The vocabulary of life quality “Pep”, “Vigor”and “Energy” are inseparable from a discussion of sleep quality. Dr Richard Drake recently published this article which examines “tired” as a key indicator of a potentially deeper and more important condition, Obstructive Sleep Apnea.
“Tired and fatigued don’t always mean sleepy. If you had to choose just one word that best describes you most of the time, what would it be? One word. One thing. If you could fix THAT, what would it be? I am a dentist, and I have devoted the last fourteen years of my life to treating the snoring and sleep apnea patients of the world with Mandibular Repositioning Devices. My patients usually describe themselves as sleepy, but in the same breath, many of them also say they are fatigued and tired. Do you snore? Are you sleepy? Have you had a sleep test to look at whether or not your airway is closing down at night while you sleep? If not, then I would suggest you start the process immediately to get a test done. You don’t have to go to a sleep lab to get this done; many patients now do sleep testing in the comfort of their own home, just hooking up a couple of wires.”

[Items from a dataset]
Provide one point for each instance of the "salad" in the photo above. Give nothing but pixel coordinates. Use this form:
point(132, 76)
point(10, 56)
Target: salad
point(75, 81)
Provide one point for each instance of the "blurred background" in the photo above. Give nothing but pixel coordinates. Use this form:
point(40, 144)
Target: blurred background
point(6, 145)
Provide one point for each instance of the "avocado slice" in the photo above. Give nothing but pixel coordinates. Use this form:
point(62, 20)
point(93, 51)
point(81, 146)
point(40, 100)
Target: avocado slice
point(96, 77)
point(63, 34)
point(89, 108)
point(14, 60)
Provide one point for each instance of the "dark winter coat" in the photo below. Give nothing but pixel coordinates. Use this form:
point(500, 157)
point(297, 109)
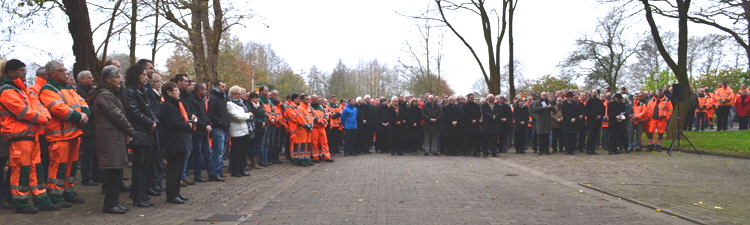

**Exercise directions:** Print the entire passage on tiredness and sleep apnea word for word.

**Result:**
The vocabulary of life quality “Pep”, “Vigor”and “Energy” are inseparable from a discussion of sleep quality. Dr Richard Drake recently published this article which examines “tired” as a key indicator of a potentially deeper and more important condition, Obstructive Sleep Apnea.
“Tired and fatigued don’t always mean sleepy. If you had to choose just one word that best describes you most of the time, what would it be? One word. One thing. If you could fix THAT, what would it be? I am a dentist, and I have devoted the last fourteen years of my life to treating the snoring and sleep apnea patients of the world with Mandibular Repositioning Devices. My patients usually describe themselves as sleepy, but in the same breath, many of them also say they are fatigued and tired. Do you snore? Are you sleepy? Have you had a sleep test to look at whether or not your airway is closing down at night while you sleep? If not, then I would suggest you start the process immediately to get a test done. You don’t have to go to a sleep lab to get this done; many patients now do sleep testing in the comfort of their own home, just hooking up a couple of wires.”